● Exercise aim
The reply should contain every line of the data, repeated exactly, and no pictures.

● Exercise inputs
>>>>
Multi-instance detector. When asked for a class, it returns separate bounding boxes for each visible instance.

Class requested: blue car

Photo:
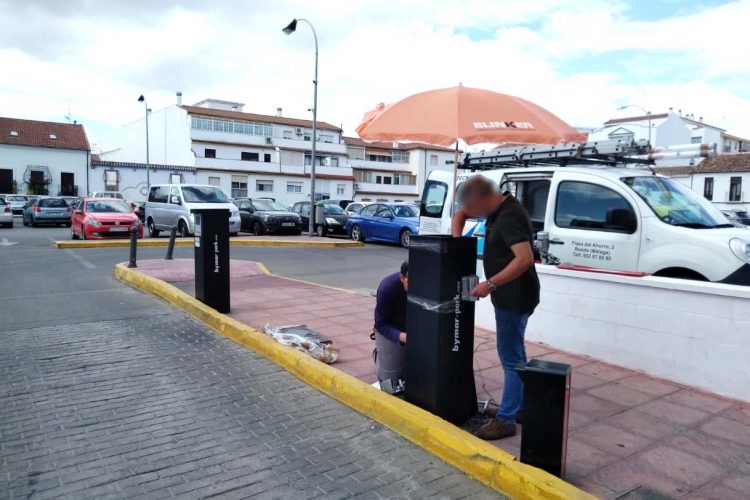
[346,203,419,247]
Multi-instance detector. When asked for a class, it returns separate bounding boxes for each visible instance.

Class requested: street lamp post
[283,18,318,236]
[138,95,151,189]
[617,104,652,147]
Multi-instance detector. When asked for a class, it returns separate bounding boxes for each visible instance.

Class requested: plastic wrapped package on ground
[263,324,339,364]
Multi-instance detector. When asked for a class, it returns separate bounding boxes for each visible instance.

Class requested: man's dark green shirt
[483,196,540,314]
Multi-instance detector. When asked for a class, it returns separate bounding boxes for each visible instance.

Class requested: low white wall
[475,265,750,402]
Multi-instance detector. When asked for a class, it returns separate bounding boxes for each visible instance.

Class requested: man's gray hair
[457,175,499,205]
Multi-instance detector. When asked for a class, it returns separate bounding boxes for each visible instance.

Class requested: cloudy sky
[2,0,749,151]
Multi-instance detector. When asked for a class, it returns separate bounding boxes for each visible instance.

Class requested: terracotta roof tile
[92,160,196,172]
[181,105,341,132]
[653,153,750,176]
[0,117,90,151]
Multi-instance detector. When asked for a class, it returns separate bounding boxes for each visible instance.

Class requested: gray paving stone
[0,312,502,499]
<<<<
● Task answer
Multi-instance detector. When asked for a class, it returns separate bounding boxes for each visible instance.

Class requested: blue car

Photo:
[346,203,419,247]
Multi-instance detector. When asked for a class, it returns separate bounding boxes for each visible instance.

Class requested: street lamp post
[283,18,318,236]
[138,95,151,189]
[617,104,652,147]
Multi-instance detector. When asked for a class, it returns separate bounding boxes for each visible instance.

Class requested: plastic wrapped package on ground
[263,324,339,364]
Multi-instance detector. When asked for a class, it returns separate bounding boxes for each visible instance.

Class requested: man's dark green shirt
[483,196,540,314]
Multi-instance detector. When asked for a class, it returns separate bounding boxes for each visible instance.

Class requested: low white wall
[475,265,750,402]
Multi-instance detector. When asked for a class, it returns separate bounding boxes for each visible instance.

Class requested: man's gray hair
[457,175,499,205]
Multi-instance detector. When asked for a class, it returns separate bounding boxes for each visible instance.

Class requested: cloudy sky
[2,0,749,151]
Multi-instance detector. When asked for a class, it returns separate bounding boxes for each visible instance.

Class requested: terracotta roof tile
[92,160,196,172]
[181,105,341,132]
[653,153,750,176]
[0,117,90,151]
Multi-instance detector. When asked for a class, it returns separate bounding boxes for each visible instance.

Class requested: gray paving stone
[0,312,502,499]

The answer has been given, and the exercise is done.